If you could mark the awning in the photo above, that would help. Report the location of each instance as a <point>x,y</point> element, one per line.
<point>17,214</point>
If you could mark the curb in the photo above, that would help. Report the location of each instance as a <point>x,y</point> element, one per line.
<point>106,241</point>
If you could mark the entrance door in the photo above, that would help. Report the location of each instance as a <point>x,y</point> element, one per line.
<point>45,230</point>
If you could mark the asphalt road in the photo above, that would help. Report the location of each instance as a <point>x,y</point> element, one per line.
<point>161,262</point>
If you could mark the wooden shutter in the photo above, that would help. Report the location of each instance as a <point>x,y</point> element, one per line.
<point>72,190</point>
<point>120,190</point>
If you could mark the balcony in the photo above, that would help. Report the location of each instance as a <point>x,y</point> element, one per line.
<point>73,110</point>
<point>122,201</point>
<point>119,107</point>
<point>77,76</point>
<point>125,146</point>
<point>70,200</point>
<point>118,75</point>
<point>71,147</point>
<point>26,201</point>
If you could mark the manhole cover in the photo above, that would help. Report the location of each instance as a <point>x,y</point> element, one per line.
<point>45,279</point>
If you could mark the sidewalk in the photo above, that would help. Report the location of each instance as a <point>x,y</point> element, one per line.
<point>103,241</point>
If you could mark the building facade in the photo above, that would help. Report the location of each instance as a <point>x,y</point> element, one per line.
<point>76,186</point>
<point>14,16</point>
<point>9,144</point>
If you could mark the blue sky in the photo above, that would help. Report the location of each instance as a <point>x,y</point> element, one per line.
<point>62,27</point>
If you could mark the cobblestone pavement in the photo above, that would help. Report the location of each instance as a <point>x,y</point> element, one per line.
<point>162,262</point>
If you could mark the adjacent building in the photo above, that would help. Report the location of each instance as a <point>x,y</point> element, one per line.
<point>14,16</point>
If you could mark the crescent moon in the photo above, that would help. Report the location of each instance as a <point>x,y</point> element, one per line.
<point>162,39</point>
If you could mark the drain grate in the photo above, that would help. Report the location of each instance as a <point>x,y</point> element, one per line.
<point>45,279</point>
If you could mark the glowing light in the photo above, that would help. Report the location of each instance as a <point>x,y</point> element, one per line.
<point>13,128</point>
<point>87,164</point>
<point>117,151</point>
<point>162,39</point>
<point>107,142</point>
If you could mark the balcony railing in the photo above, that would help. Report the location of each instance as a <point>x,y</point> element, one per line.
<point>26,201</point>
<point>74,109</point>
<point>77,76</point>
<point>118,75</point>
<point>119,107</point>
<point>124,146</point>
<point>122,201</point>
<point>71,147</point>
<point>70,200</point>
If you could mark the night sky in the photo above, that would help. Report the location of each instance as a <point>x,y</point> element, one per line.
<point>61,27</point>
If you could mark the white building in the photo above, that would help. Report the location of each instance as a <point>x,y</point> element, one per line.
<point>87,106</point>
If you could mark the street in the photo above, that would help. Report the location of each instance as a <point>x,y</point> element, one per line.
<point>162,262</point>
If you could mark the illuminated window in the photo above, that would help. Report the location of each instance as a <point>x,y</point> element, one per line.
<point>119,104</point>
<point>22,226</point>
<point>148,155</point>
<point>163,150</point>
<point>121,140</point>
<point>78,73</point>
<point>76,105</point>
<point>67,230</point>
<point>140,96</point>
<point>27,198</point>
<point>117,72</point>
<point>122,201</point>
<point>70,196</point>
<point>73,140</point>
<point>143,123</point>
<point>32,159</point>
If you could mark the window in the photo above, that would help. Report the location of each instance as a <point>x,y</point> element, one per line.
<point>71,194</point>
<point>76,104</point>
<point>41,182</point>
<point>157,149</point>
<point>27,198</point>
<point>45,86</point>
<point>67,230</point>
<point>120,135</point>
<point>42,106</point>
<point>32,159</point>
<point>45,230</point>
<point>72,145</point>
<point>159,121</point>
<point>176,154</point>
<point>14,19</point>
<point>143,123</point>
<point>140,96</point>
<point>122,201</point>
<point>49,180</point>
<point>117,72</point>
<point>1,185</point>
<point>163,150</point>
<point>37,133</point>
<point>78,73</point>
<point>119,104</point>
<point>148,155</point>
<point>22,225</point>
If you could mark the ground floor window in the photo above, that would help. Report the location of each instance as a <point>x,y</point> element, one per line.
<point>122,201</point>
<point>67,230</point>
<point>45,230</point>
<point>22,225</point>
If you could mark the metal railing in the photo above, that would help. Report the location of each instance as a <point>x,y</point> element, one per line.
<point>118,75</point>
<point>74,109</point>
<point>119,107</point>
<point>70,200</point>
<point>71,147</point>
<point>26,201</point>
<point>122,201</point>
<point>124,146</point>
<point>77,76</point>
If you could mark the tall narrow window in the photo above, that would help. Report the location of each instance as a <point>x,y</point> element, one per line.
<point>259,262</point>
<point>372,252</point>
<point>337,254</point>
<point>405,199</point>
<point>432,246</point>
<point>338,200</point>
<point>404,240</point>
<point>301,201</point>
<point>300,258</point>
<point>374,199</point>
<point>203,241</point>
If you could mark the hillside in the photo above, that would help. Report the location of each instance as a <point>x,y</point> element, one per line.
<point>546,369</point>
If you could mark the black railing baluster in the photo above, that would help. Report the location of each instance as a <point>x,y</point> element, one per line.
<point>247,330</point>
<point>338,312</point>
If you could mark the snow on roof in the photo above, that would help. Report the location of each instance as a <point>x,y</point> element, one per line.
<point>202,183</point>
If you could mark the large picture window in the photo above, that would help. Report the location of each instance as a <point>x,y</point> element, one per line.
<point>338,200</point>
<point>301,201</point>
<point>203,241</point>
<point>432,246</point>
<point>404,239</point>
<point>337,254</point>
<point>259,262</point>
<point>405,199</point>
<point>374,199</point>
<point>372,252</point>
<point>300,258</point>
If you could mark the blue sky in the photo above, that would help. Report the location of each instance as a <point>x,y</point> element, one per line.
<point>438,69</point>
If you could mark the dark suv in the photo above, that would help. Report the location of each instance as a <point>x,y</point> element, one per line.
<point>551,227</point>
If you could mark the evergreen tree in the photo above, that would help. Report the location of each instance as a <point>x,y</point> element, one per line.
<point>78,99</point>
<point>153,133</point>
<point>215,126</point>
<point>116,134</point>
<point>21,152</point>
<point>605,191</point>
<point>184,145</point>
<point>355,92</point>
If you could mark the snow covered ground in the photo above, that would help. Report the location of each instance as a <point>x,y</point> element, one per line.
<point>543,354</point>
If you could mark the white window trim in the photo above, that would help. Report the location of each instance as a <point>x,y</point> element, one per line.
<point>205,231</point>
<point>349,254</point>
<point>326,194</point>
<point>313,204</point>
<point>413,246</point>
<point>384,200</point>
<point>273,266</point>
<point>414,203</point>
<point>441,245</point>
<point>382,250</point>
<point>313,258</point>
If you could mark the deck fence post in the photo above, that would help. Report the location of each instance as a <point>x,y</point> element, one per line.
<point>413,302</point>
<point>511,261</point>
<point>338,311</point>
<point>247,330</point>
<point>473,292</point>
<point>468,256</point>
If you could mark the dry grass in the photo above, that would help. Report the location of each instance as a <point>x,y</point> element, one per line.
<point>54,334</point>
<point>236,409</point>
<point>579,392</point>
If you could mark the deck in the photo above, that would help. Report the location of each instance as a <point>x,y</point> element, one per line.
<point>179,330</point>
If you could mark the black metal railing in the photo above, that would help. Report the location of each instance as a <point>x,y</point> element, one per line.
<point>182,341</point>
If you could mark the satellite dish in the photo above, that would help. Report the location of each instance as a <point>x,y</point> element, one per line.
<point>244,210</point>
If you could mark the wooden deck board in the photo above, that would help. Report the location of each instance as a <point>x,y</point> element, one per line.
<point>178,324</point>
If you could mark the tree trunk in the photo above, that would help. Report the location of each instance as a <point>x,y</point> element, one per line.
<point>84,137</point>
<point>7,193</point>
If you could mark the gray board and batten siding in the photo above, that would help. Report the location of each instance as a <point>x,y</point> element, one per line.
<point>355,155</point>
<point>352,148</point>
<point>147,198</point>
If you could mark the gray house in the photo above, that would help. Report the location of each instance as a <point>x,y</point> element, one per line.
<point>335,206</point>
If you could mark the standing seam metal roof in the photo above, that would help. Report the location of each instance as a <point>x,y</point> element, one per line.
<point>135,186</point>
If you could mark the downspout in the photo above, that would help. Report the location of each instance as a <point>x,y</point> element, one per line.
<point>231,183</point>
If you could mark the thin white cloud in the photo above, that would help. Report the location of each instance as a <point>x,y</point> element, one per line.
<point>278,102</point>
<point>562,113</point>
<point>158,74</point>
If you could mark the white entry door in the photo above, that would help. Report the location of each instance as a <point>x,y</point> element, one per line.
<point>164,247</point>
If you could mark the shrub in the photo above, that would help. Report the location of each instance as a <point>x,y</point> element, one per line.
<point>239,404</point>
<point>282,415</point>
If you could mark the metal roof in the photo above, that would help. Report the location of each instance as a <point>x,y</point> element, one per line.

_ _ _ _ _ _ _

== Task directions ==
Copy the records above from the line with "If you could mark the deck in" up to and including the line with "<point>179,330</point>" as a numbered list, leaving out any blank lines.

== The response ==
1. If you could mark the deck in the photo above, that would help. Report the location of each instance as a <point>x,y</point> element, one per line.
2. <point>179,330</point>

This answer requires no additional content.